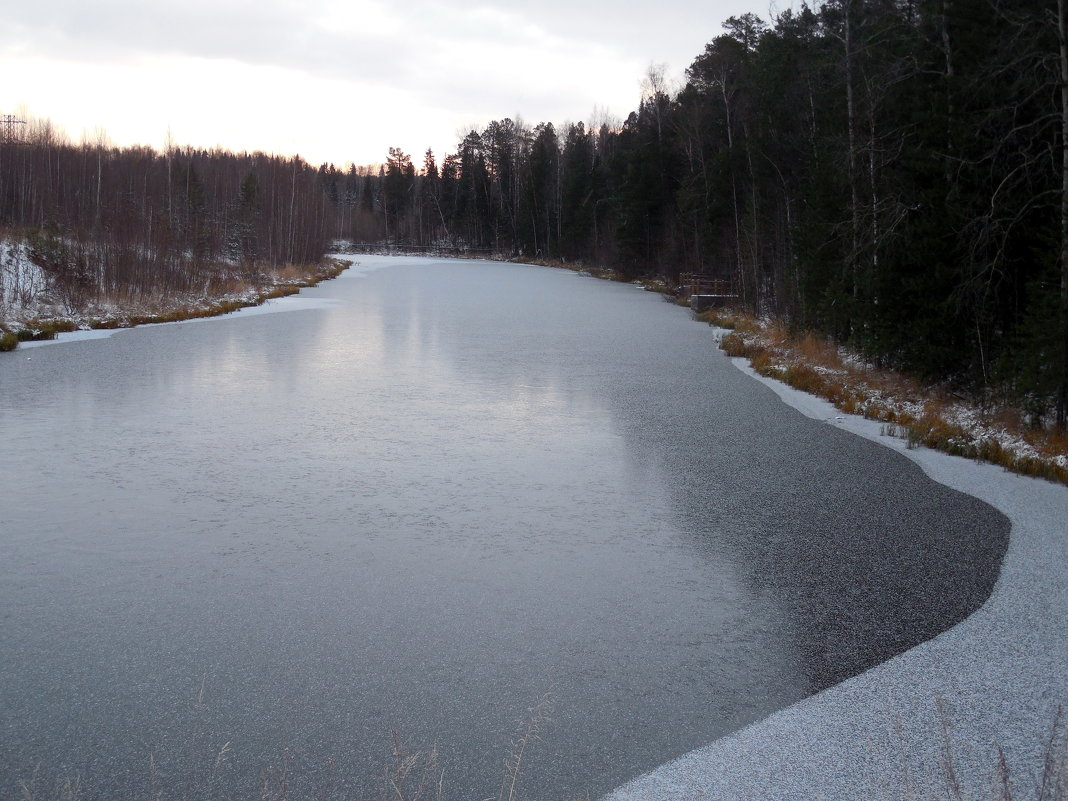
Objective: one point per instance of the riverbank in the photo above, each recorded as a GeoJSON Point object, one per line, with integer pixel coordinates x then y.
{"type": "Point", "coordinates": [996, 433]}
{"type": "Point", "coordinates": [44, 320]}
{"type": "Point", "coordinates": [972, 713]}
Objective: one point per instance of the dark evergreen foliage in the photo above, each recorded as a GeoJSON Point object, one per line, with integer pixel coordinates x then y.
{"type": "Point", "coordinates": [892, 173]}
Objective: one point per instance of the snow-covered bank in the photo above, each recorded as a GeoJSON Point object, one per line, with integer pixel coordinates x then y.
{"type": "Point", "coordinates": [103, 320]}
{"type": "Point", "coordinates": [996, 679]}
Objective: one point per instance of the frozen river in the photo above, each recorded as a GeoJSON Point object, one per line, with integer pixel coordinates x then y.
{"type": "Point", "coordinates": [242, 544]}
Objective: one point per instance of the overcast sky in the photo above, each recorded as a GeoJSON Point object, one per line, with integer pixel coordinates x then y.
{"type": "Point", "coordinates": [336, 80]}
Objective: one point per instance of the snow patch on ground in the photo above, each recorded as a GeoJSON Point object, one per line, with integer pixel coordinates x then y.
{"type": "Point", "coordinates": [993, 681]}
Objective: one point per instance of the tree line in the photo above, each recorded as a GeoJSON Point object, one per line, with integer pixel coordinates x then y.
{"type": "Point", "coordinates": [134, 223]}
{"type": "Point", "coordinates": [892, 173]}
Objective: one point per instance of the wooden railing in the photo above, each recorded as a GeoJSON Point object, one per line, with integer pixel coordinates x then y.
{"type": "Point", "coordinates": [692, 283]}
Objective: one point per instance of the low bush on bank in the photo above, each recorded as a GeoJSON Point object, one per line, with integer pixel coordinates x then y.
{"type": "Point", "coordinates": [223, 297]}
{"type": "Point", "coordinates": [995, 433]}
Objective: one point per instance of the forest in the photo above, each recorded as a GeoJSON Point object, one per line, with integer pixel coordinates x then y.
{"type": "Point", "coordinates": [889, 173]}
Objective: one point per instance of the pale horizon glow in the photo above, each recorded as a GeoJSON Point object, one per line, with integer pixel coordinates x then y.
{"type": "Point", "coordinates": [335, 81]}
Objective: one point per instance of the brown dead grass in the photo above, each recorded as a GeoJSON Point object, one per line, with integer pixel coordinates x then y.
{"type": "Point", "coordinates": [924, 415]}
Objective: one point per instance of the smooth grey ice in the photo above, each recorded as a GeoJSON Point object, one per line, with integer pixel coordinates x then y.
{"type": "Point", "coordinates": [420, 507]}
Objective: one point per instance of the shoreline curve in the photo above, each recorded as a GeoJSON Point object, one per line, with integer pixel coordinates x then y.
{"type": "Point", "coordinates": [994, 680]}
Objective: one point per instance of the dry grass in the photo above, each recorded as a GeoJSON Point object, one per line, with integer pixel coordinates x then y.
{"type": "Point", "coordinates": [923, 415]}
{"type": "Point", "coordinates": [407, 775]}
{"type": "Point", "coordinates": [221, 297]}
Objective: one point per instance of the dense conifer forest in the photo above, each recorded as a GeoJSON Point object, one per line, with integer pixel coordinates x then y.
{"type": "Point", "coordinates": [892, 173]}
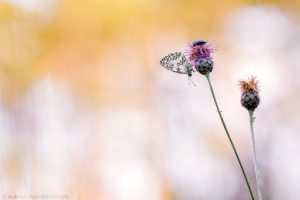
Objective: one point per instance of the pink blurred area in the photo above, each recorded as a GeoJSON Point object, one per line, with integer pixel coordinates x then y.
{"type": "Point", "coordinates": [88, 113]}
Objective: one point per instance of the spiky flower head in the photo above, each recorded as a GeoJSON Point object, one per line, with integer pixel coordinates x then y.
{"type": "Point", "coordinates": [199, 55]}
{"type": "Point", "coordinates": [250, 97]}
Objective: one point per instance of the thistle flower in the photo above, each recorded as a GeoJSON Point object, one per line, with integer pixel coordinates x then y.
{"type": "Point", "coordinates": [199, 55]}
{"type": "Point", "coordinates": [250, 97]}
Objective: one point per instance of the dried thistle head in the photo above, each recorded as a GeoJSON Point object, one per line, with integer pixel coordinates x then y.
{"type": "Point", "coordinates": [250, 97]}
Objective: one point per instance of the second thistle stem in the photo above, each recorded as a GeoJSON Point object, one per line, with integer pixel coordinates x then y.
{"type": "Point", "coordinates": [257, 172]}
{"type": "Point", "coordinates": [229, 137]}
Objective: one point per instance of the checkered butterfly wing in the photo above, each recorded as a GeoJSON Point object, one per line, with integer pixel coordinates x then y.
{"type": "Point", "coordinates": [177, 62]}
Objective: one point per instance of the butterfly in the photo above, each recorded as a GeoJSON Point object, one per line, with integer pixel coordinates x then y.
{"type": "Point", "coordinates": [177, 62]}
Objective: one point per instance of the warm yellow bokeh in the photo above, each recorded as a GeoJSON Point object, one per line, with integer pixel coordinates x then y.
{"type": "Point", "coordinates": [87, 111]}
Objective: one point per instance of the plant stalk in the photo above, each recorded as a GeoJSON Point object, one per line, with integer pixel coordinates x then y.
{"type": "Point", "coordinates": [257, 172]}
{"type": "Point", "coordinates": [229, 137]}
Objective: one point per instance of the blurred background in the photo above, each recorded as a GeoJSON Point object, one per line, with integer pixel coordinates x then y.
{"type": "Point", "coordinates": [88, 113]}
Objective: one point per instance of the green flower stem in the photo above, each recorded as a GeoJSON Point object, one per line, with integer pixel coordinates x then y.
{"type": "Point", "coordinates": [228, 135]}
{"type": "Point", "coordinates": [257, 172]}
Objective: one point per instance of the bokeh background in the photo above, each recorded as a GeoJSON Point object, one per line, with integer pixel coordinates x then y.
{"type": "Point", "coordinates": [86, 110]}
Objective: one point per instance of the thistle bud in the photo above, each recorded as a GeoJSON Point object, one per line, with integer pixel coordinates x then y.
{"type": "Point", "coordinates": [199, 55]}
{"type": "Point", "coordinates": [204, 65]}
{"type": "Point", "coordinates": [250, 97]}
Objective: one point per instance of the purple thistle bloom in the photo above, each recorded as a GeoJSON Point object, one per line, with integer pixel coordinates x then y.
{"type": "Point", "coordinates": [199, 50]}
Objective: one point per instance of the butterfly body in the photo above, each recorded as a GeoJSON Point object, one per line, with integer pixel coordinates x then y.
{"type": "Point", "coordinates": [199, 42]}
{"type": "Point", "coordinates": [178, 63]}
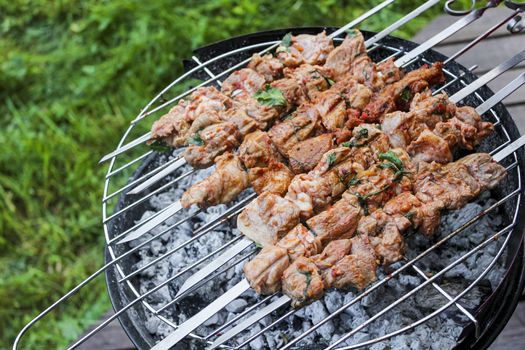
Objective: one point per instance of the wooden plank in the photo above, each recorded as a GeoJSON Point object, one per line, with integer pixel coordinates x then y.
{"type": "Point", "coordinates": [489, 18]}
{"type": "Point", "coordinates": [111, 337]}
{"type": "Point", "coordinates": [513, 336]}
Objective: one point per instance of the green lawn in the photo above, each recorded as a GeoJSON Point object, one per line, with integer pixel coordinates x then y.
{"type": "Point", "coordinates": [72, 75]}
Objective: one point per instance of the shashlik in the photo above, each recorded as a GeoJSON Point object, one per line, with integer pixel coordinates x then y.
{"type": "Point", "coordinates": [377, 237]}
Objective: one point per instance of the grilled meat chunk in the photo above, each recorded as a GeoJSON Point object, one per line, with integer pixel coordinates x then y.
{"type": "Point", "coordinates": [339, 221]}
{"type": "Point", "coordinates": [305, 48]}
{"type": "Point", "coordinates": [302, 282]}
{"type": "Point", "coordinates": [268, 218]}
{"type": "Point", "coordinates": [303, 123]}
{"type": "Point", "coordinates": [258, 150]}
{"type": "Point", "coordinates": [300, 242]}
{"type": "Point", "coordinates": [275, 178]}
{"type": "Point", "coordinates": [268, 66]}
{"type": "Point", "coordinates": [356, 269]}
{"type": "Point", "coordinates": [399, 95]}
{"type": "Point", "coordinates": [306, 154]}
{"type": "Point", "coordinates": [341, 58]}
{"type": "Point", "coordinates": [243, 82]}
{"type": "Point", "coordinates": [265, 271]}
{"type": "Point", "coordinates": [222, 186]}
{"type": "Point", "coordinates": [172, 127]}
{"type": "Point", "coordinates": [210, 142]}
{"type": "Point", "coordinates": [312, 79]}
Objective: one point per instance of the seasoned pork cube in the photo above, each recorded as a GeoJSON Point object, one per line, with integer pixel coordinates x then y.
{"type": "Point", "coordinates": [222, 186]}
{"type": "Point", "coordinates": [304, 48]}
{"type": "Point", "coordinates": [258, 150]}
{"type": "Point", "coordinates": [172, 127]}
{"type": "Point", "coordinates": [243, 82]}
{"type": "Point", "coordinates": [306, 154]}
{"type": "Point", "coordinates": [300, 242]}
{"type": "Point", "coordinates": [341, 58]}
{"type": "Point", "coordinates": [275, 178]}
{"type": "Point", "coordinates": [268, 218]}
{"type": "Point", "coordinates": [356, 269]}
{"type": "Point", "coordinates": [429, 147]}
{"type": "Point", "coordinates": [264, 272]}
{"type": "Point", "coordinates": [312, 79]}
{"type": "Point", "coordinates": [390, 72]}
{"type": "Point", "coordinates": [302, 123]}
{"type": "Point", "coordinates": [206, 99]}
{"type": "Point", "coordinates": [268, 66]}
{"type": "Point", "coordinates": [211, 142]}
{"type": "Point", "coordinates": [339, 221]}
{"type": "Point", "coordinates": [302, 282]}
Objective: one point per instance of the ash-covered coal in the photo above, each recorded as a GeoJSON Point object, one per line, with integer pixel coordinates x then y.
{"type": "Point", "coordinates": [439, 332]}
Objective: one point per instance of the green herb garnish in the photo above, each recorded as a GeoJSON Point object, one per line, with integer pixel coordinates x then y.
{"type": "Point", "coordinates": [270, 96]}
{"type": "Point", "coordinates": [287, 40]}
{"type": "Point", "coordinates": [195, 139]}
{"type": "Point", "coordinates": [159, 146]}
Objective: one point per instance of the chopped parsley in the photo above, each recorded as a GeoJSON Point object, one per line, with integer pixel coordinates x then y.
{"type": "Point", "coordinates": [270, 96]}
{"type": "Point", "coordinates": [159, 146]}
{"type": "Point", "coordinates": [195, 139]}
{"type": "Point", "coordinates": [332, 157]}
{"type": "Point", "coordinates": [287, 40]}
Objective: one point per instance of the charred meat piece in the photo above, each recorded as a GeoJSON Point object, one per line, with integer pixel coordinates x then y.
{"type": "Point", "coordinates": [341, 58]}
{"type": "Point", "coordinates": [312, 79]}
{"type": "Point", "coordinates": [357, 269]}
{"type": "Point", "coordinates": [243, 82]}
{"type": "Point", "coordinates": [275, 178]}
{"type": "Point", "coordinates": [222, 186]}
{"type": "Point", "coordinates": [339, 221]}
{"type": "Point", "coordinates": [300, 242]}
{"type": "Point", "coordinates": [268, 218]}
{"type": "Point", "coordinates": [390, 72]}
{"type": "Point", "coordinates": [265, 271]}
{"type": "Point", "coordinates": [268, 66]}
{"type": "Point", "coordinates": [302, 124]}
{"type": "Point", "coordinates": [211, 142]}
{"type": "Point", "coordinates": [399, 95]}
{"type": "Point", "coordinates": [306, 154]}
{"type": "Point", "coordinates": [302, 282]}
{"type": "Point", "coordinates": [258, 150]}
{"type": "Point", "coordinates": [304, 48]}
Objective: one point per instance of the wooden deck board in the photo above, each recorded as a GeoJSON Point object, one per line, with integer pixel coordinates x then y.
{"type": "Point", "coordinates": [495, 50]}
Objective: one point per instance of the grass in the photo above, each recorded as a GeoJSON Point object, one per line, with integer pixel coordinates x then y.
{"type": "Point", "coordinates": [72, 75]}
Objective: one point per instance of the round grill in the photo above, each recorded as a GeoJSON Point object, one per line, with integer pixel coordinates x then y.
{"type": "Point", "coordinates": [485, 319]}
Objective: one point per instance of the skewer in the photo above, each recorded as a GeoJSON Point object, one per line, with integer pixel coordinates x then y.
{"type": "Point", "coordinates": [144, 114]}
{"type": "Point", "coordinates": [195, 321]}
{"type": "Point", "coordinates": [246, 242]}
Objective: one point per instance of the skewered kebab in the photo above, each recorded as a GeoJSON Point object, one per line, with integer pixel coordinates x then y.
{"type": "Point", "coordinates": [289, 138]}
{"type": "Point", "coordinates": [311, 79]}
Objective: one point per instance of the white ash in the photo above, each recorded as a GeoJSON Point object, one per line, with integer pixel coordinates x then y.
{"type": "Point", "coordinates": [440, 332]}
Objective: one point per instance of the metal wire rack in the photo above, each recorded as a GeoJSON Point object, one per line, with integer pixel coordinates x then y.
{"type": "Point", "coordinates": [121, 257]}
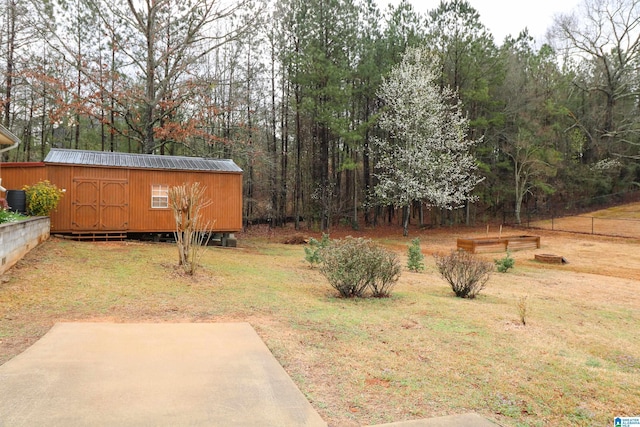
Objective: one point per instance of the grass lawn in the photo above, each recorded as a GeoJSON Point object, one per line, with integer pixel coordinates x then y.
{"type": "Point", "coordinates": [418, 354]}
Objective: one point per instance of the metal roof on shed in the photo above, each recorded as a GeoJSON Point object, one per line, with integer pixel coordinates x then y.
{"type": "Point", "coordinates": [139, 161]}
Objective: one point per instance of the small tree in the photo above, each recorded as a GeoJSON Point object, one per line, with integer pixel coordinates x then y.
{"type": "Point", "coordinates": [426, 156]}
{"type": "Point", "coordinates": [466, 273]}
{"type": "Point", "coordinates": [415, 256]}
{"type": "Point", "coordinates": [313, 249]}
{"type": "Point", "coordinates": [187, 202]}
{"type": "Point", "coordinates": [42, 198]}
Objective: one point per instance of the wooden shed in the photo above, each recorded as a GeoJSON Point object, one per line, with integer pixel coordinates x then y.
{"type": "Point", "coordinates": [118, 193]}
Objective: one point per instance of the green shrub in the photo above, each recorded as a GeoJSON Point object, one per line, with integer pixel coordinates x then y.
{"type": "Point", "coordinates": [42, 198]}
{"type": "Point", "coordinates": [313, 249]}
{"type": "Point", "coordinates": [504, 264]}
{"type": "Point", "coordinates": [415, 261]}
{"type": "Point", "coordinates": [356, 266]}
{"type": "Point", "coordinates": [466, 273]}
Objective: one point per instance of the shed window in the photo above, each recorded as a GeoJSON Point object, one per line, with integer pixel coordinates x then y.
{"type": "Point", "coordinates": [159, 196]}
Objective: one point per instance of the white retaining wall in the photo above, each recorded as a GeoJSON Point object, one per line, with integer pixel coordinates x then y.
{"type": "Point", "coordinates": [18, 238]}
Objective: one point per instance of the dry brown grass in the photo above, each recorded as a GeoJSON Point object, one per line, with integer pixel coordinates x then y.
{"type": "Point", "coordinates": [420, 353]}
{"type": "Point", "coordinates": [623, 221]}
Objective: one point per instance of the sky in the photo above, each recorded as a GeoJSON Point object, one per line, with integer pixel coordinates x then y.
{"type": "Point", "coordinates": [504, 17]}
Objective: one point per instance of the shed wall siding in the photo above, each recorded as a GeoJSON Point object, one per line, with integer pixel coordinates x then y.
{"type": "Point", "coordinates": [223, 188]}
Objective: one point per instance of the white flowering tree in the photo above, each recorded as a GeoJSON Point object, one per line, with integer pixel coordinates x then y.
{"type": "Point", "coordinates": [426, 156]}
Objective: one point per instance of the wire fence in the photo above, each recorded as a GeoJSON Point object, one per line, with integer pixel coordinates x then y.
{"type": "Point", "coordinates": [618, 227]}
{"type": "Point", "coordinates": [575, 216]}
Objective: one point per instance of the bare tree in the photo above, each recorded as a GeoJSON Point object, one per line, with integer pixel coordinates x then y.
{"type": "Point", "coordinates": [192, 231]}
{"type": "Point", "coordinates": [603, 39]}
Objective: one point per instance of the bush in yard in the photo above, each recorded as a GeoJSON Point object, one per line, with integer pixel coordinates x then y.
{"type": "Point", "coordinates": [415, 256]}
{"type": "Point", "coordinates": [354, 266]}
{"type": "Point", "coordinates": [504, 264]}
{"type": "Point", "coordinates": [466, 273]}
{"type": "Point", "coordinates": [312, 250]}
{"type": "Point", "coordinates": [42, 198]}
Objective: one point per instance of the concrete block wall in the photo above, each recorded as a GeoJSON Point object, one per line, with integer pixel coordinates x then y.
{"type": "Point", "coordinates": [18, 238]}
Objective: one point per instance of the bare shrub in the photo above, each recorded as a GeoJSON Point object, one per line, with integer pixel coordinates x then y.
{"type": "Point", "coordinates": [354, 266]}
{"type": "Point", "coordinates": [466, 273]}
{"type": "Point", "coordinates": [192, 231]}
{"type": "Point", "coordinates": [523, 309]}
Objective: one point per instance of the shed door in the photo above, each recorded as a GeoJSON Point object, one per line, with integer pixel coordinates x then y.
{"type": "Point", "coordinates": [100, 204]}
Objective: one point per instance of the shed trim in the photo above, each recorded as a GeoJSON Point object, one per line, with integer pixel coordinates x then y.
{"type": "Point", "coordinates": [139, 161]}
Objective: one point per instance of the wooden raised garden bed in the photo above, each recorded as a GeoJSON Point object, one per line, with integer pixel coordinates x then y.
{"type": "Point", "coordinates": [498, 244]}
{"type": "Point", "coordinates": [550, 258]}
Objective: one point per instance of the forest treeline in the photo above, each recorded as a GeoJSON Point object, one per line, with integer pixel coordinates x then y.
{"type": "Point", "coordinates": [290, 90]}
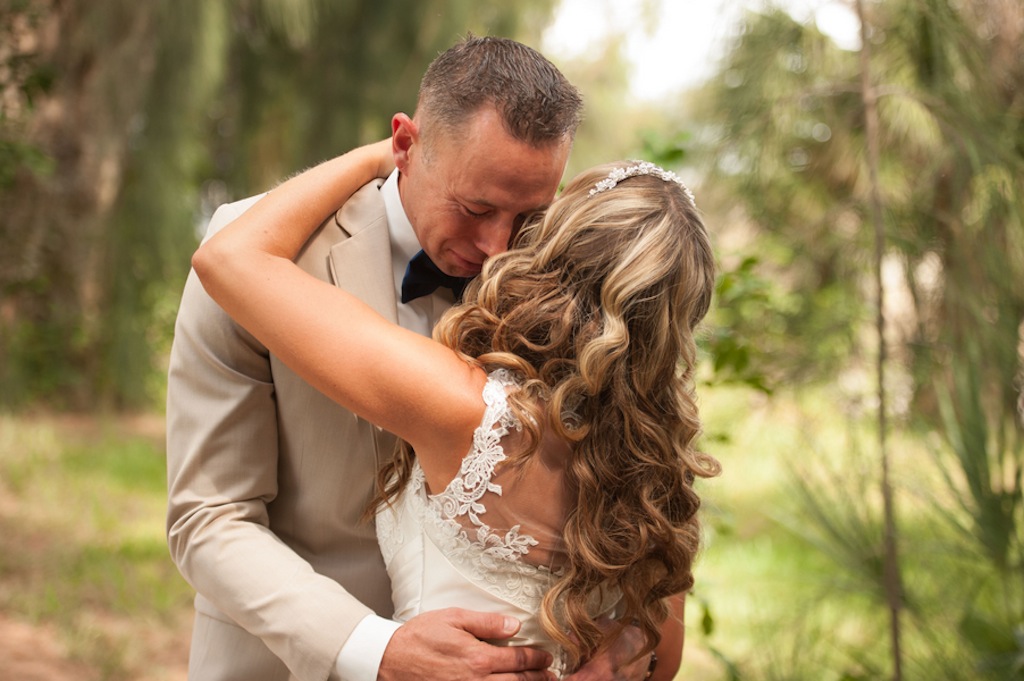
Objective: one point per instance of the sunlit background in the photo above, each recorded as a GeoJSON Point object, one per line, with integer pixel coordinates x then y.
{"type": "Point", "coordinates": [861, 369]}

· · · · · · ·

Problem:
Only the lines from the one containing "Objective: one point per instance of the sunlit" through the last line of the material belong in your answer; output them exactly.

Answer section:
Objective: one point per instance of the sunlit background in the photo above, each recorded as a GeoJSON Point object, one per line, with integer pixel coordinates x then y.
{"type": "Point", "coordinates": [861, 369]}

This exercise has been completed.